▸ **EXERCISE**: Extract every line of the records below verbatim, covering all of them, and leave the pictures out of your output.

▸ **PROVIDED ENTRIES**:
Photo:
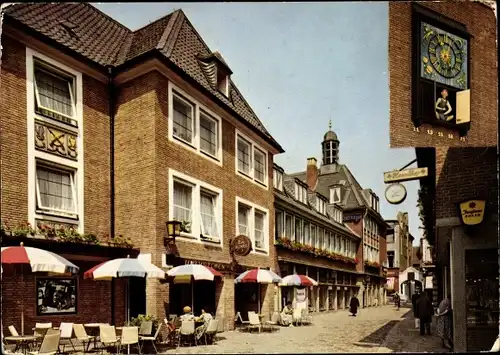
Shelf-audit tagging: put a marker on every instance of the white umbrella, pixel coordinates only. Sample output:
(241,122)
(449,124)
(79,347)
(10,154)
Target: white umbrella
(39,260)
(124,267)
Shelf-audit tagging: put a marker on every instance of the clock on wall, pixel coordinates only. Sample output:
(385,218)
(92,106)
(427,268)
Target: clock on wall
(444,57)
(395,194)
(441,78)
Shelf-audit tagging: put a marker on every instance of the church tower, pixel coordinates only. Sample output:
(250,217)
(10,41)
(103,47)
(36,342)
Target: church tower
(330,147)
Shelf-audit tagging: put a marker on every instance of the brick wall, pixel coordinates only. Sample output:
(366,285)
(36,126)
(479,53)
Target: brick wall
(463,174)
(142,163)
(94,297)
(93,302)
(357,227)
(481,24)
(13,127)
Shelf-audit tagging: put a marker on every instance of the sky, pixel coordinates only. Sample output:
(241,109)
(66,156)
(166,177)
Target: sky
(300,65)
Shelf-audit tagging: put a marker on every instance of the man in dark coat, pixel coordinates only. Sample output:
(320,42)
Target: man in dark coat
(414,299)
(353,306)
(425,311)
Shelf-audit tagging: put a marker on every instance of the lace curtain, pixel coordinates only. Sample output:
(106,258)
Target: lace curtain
(183,202)
(54,93)
(259,230)
(183,120)
(243,220)
(209,224)
(55,190)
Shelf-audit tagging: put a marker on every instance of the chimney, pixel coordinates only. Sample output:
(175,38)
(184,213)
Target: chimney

▸ **EXERCISE RESULT**:
Photo:
Shelf-audit tagging: put a marker on every instance of the white umbrella, pixel coordinates only. Sample output:
(241,122)
(449,124)
(79,347)
(10,154)
Target: white umbrella
(39,260)
(124,267)
Shelf-audit tagging: put a marker on every instance of the clock on wall, pixel coordinates only. Sample output:
(385,218)
(92,106)
(427,268)
Target: clock on wall
(444,57)
(395,194)
(441,78)
Shelf-audit tagging: put a marker on every instance of the church tower, pixel coordinates only. Sample output:
(250,217)
(10,41)
(103,47)
(36,342)
Target: church tower
(330,147)
Shelf-audit tagging: put a marker on every instance of the brick wall, pixel coordinates only. Sample output:
(366,285)
(36,126)
(479,53)
Target: brick wall
(463,174)
(142,163)
(94,297)
(93,302)
(357,227)
(481,24)
(13,127)
Shelf-audit tagging: put a marker on every instance of the sky, pixel coordinates only. Sample output:
(241,109)
(66,156)
(166,177)
Target: sky
(300,65)
Shelf-audit tagging: put a marker on every instance of the man in dark coat, pixel coordinates only. Sample output:
(320,42)
Target: man in dark coat
(414,299)
(353,306)
(425,311)
Shelf-audit tagging: put a marker on every instance of the lace curtain, pixel coordinates only. Sample output:
(106,258)
Target: lace curtain
(183,202)
(54,93)
(259,230)
(183,120)
(243,220)
(209,224)
(55,190)
Shelf-audit tagging: put a marker on every instance of the chimney, pixel coordinates only. Sample output:
(175,38)
(184,213)
Target: chimney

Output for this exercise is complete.